#### TASK PROMPT:
In the passage about Mingyur Rinpoche below, write out the part that starts with "There’s an amazingly" and ends with "place to go.", swapping "Nepal" for "India".

#### TEXT SECTION:
________________________

There’s an amazingly powerful, loving and gentle teacher you might have heard of named Mingyur Rinpoche. I am a close student of his father and brother and “grew up” with this family while I was living in Nepal for many years. I lived at his brother Tsoknyi Rinpoche’s monastery in Swayambhunath, and had the good fortune to spend a lot of time with them personally. I began reading Mingyur’s book, In Love with the World. It’s about himself, Mingyur Rinpoche, a Tibetan monk-yogi teacher who took to the streets with no money and no provisions, to bravely do a three year retreat and trust that he’d survive. He didn’t tell anyone that he was going do this; it was an old yogic masters practice to just “enter in to the action” and have no defined place to go.

Rinpoche was set up to do a three-year retreat in a cabin with attendants and had simplified his whole life and administrative roles to prepare. On the first day the attendant came and they found a note on his meditation cushion explaining that he was going to go into the streets to wander and just experience the rawness of life and trust that he would come back to us in three years after his retreat is completed, and for us to not worry. We that knew him, were so very worried. His mother, reportedly cried without console. He has a large worldwide organization called Tergar, and indeed his students were concerned.

________________________

#### LISTED ENTRIES:
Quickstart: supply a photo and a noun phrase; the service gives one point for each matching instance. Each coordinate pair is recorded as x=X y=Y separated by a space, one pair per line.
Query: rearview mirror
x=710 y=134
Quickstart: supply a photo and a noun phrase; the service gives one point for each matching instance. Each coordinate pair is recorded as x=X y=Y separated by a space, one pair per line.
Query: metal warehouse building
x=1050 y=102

________________________

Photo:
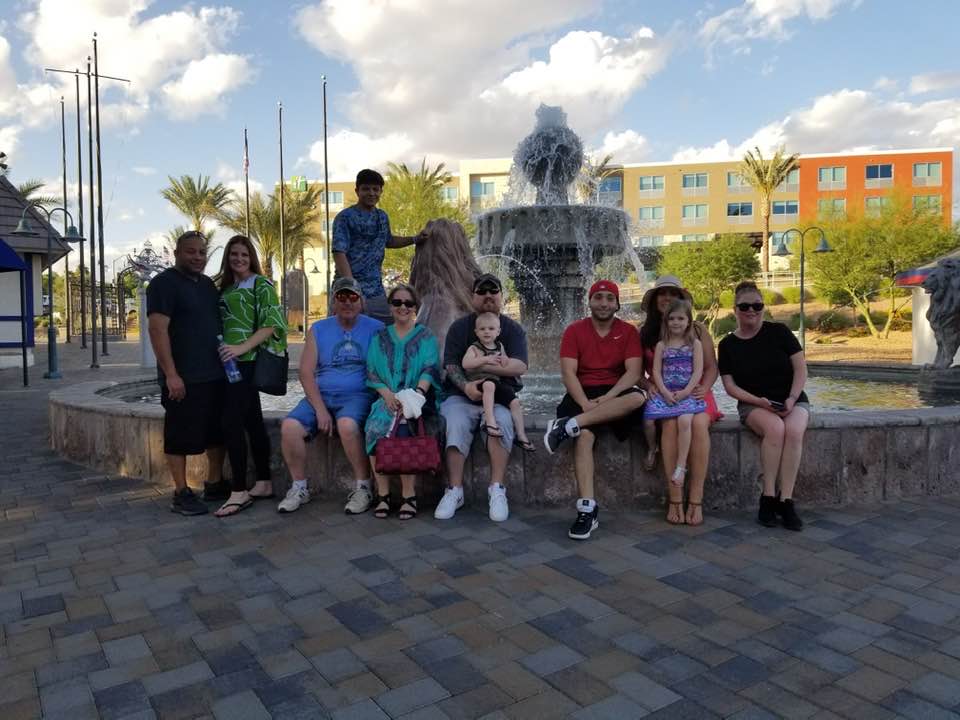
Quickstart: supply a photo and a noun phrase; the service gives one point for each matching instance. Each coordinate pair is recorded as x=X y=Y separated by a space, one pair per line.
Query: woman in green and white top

________________________

#### RESULT OF THIS EXERCISE:
There’s an amazingly powerful, loving and gentle teacher you might have heard of named Mingyur Rinpoche. I am a close student of his father and brother and “grew up” with this family while I was living in India for many years. I lived at his brother Tsoknyi Rinpoche’s monastery in Swayambhunath, and had the good fortune to spend a lot of time with them personally. I began reading Mingyur’s book, In Love with the World. It’s about himself, Mingyur Rinpoche, a Tibetan monk-yogi teacher who took to the streets with no money and no provisions, to bravely do a three year retreat and trust that he’d survive. He didn’t tell anyone that he was going do this; it was an old yogic masters practice to just “enter in to the action” and have no defined place to go.